** Source data follows **

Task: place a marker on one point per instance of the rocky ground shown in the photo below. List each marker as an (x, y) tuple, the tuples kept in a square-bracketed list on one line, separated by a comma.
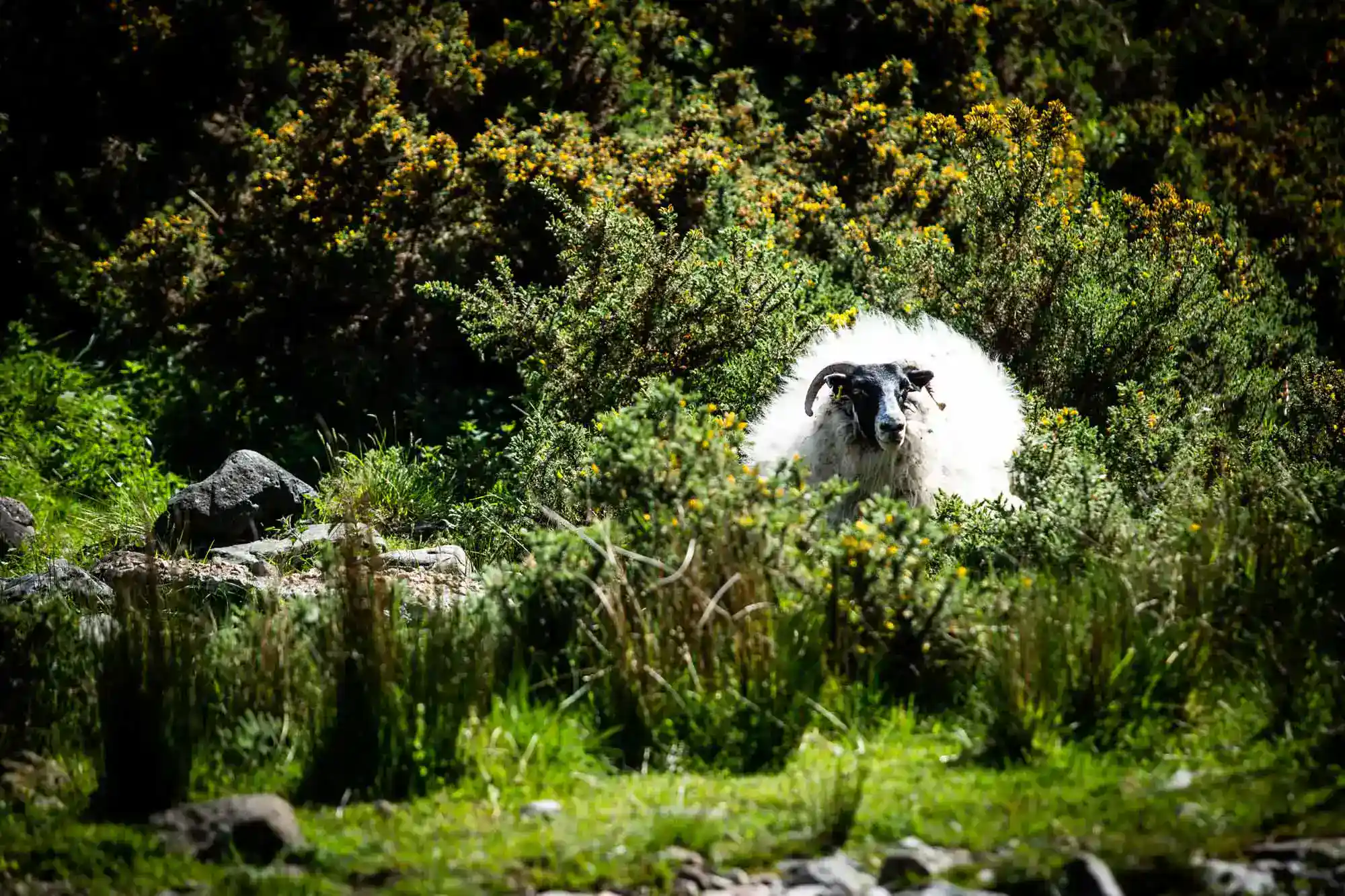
[(210, 542)]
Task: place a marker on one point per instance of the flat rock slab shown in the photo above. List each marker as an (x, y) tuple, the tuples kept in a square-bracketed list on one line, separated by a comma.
[(306, 542), (215, 579), (915, 860), (442, 557), (60, 577), (837, 874), (236, 503), (259, 826), (225, 580), (17, 525)]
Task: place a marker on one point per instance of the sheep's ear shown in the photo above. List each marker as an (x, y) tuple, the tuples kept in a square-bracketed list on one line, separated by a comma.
[(919, 378)]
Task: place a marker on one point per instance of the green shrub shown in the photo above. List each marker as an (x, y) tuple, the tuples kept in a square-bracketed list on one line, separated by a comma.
[(1081, 290), (705, 604), (641, 300), (75, 452), (687, 615)]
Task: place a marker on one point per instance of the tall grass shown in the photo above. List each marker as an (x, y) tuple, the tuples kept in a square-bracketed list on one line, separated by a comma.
[(1241, 595), (400, 688), (150, 684)]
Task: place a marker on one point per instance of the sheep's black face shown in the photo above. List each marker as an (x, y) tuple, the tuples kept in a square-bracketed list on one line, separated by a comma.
[(876, 397)]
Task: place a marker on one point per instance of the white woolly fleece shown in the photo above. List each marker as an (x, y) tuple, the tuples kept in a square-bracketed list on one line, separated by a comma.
[(964, 450)]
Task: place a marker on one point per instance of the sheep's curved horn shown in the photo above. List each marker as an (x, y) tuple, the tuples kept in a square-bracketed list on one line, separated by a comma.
[(817, 384)]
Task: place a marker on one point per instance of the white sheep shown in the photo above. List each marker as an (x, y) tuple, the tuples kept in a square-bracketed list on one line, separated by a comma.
[(883, 427)]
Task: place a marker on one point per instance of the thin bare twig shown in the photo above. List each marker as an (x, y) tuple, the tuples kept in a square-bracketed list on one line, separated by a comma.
[(715, 602)]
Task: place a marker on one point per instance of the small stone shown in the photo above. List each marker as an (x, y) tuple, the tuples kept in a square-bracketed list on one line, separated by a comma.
[(440, 559), (263, 569), (837, 873), (917, 860), (17, 525), (1323, 852), (259, 826), (541, 809), (945, 888), (1234, 879), (1087, 874)]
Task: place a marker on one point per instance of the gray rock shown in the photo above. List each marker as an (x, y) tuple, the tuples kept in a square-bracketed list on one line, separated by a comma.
[(1320, 852), (305, 544), (945, 888), (541, 809), (233, 505), (130, 569), (915, 860), (17, 525), (1235, 879), (837, 874), (1087, 874), (60, 577), (440, 559), (259, 826)]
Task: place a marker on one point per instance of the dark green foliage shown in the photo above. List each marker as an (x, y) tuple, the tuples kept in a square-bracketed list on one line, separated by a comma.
[(73, 450), (642, 300), (510, 229), (46, 678)]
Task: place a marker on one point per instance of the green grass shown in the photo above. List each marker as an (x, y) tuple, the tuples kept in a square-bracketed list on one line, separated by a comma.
[(471, 837)]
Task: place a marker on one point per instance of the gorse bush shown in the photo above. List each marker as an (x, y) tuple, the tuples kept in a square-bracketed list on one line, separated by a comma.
[(685, 615), (572, 248), (1081, 290), (73, 450), (642, 300), (707, 606)]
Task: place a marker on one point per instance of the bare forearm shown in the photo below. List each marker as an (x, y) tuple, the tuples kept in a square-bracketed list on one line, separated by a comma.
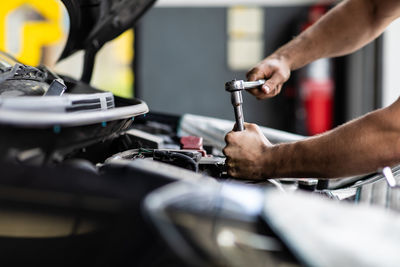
[(347, 27), (361, 146)]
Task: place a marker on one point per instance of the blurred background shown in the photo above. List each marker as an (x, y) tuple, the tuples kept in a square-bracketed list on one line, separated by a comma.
[(182, 52)]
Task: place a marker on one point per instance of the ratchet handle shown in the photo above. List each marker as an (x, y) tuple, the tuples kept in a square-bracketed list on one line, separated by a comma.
[(253, 84), (237, 101)]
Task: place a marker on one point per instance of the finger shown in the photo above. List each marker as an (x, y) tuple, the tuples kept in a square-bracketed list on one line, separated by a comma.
[(255, 74), (232, 172), (274, 85)]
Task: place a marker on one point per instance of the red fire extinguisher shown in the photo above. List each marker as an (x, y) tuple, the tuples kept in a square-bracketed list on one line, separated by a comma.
[(317, 87)]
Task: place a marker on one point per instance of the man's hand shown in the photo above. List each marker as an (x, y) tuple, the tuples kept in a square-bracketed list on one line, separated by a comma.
[(246, 153), (275, 70)]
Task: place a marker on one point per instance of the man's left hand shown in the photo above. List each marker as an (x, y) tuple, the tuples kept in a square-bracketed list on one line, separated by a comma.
[(247, 153)]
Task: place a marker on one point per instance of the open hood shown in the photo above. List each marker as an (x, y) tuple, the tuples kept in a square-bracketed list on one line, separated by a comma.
[(95, 22)]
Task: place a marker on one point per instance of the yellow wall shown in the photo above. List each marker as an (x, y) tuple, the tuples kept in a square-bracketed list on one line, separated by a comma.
[(44, 30)]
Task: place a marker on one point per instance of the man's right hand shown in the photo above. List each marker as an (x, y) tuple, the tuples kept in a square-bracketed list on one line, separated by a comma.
[(275, 70)]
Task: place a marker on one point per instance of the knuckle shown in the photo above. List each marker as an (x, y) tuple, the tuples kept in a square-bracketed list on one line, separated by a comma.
[(228, 138)]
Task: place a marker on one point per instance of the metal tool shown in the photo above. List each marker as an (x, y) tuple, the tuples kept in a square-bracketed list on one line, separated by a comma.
[(236, 87)]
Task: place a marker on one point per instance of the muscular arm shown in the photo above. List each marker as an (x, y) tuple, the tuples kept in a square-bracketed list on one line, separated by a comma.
[(360, 146), (347, 27)]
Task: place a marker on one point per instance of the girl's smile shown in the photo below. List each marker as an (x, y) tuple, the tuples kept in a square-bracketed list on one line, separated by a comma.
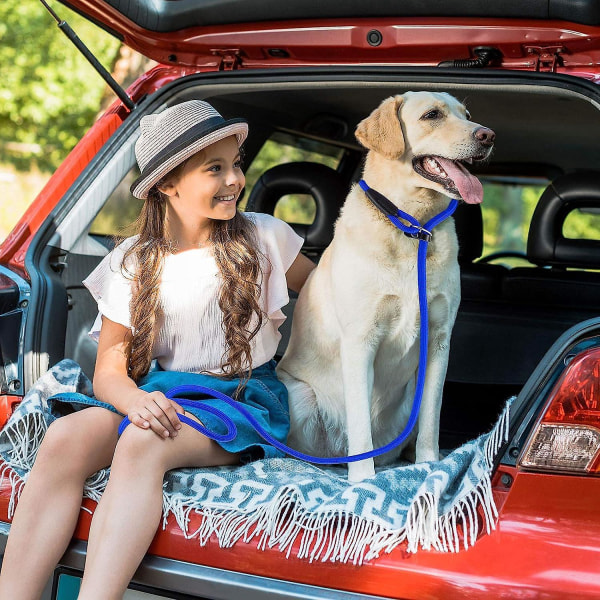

** End of Source data **

#### What is needed
Exact copies of the lines from the one containing "of the metal" through the final line of the data are required; pictures are to be omitted.

#### Solution
Task: place a marker on one point per instance of the metal tool shown in the photo above. List each marker as an (x, y) tuple, the tuples kept in a square-bracketed list on one line, separated by a comma.
[(236, 87)]
Task: place a marker on one point per instance of the muscular arm shown in the photo above. List each marker as an (x, y) tuple, the tuples kept in a square-bracketed list on one line, separated by a comma.
[(360, 146), (347, 27)]
Task: place a marker on one point per instance of the girl's smile shown in the photo below. List each marker as an (x, y) tuple, the tuples kept in a square-bracketed list on one line, separated by a comma.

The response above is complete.